# Data shown start
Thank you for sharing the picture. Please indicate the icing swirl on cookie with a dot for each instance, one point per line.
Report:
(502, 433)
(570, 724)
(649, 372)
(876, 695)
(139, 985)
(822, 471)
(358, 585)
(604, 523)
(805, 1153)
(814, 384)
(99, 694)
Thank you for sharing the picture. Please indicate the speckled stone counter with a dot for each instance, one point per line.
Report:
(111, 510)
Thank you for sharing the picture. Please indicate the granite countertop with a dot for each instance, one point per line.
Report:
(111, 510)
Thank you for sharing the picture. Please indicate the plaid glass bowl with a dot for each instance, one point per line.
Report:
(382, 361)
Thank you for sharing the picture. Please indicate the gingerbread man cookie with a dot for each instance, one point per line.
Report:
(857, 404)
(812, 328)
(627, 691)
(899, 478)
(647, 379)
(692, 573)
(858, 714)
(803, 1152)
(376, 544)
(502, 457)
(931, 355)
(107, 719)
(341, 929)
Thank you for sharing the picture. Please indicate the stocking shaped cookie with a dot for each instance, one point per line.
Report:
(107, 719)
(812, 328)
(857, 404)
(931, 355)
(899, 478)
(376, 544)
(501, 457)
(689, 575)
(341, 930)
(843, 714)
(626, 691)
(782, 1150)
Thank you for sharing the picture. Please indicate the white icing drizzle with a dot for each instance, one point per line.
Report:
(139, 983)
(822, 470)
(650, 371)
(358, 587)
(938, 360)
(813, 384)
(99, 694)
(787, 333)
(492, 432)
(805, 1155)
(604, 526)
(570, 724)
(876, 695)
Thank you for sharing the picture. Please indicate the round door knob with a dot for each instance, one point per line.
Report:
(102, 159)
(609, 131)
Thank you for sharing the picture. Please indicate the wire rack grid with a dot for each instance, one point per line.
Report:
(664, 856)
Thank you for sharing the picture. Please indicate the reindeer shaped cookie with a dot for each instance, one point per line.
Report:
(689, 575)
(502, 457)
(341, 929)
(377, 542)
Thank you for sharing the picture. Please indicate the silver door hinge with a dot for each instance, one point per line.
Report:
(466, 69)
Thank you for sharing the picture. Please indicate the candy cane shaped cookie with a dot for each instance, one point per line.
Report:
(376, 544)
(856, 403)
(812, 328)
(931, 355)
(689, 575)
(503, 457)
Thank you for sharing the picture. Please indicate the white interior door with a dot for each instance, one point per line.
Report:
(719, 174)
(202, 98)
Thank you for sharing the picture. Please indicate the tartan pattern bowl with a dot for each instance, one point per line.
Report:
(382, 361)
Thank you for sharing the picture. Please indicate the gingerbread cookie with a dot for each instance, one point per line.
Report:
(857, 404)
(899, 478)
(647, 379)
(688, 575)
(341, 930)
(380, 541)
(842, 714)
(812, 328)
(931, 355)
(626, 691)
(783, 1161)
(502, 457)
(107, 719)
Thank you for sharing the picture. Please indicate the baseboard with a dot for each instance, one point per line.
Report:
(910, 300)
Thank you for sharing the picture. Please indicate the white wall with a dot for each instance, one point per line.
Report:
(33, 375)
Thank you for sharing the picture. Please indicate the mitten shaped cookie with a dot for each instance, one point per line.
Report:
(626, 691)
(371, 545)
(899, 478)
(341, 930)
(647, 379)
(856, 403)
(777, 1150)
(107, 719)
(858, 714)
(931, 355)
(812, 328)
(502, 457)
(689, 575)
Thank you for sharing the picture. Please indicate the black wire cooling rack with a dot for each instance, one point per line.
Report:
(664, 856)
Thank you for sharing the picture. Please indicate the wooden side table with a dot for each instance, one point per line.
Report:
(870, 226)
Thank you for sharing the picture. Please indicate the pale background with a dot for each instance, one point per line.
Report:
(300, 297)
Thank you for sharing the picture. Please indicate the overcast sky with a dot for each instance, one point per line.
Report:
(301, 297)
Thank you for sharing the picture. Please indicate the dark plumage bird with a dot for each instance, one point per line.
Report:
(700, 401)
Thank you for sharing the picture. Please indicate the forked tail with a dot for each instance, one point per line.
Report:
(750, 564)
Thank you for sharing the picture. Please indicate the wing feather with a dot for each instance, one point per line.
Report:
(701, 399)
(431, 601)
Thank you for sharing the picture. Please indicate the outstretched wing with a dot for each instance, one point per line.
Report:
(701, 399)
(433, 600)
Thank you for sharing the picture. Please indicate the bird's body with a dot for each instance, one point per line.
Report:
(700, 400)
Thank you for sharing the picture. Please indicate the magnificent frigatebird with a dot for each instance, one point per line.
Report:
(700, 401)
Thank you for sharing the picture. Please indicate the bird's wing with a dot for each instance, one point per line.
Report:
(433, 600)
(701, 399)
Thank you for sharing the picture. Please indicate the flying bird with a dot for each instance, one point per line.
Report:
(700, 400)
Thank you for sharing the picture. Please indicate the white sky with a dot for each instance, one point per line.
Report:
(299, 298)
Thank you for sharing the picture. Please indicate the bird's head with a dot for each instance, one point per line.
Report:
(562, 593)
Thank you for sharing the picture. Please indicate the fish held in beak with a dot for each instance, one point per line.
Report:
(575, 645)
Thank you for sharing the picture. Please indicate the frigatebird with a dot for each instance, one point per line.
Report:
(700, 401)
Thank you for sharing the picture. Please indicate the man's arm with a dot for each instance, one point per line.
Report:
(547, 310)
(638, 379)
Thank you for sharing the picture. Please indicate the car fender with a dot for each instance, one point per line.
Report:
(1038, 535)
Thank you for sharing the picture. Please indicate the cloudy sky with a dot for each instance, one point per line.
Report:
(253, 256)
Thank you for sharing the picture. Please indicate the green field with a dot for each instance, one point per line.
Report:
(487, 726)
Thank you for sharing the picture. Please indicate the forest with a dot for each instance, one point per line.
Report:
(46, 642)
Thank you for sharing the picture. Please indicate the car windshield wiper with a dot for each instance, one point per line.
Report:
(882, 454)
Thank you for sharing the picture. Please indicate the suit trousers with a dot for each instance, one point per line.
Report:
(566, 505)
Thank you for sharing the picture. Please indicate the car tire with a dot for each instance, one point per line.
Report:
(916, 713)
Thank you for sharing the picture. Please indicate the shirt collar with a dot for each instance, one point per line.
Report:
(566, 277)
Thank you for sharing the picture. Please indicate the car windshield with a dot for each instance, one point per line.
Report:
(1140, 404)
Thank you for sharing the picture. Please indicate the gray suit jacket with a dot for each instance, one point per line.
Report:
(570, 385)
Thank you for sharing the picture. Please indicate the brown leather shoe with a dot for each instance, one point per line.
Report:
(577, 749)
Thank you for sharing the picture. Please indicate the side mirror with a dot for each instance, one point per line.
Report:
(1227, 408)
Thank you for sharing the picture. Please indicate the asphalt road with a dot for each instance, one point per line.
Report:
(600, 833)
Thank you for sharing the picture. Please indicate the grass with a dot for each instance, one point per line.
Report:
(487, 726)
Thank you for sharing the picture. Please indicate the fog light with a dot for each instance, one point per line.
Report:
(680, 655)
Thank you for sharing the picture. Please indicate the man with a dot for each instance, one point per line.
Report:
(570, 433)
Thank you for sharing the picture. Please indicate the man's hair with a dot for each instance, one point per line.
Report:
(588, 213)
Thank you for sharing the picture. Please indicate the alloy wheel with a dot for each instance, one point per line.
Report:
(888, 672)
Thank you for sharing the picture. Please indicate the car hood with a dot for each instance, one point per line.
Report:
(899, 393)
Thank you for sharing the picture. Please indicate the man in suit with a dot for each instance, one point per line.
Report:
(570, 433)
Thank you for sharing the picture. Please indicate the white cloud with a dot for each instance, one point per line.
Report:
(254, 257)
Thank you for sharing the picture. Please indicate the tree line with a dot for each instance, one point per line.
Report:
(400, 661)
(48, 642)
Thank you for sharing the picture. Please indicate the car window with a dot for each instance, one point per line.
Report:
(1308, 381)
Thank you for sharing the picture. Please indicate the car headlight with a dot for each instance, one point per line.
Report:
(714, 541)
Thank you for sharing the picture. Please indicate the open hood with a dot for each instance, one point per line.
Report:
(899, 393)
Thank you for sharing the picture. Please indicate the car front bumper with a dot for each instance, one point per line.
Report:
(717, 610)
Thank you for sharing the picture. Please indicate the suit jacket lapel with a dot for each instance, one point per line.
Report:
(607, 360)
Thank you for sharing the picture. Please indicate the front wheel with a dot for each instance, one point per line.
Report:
# Data shown end
Problem requirements :: Give the lines of the listing from the one containing "the car fender" through the one containing "(1227, 408)", both included, as a Markdown table with the columns Row and Line, leaving out blank lines.

Worked solution ::
| Row | Line |
|---|---|
| 1 | Thank you for sharing the picture. Please indicate the car fender with a dot for each instance, one point per line. |
| 2 | Report: |
| 3 | (1038, 535) |
| 4 | Thank you for sharing the picture. Please indicate the cloudy sky with a dot for each instance, one point per line. |
| 5 | Report: |
| 6 | (253, 256) |
| 7 | Thank you for sharing the picture. Please indicate the green field with a dot for each instance, one point per line. |
| 8 | Report: |
| 9 | (487, 726) |
| 10 | Thank you for sharing the picture. Please indicate the forest with a dot for each instance, one point per line. |
| 11 | Report: |
| 12 | (46, 642) |
| 13 | Thank you for sharing the picture. Please indicate the car windshield wiper with a dot for each instance, one point per line. |
| 14 | Report: |
| 15 | (882, 454) |
| 16 | Thank you for sharing the picture. Please indicate the suit trousers with a dot for each instance, one point per line. |
| 17 | Report: |
| 18 | (566, 505) |
| 19 | Thank you for sharing the picture. Please indicate the car tire with a dot for each instance, one point per line. |
| 20 | Report: |
| 21 | (916, 713) |
| 22 | Thank you for sharing the picture. Please indicate the shirt collar with a dot for each instance, one point per line. |
| 23 | Report: |
| 24 | (566, 277) |
| 25 | Thank you for sharing the picture. Please indicate the car windshield with a dot for each instance, one point per line. |
| 26 | Report: |
| 27 | (1140, 404) |
| 28 | Thank you for sharing the picture. Please indicate the gray suit jacket with a dot for each instance, one point per line. |
| 29 | Report: |
| 30 | (570, 385) |
| 31 | Thank you for sharing the picture. Please indicate the brown leather shoe with a dot for each instance, one point per line. |
| 32 | Report: |
| 33 | (577, 749) |
| 34 | Thank you for sharing the picture. Please indicate the side mirror with a dot for each instance, one point per line. |
| 35 | Report: |
| 36 | (1227, 408) |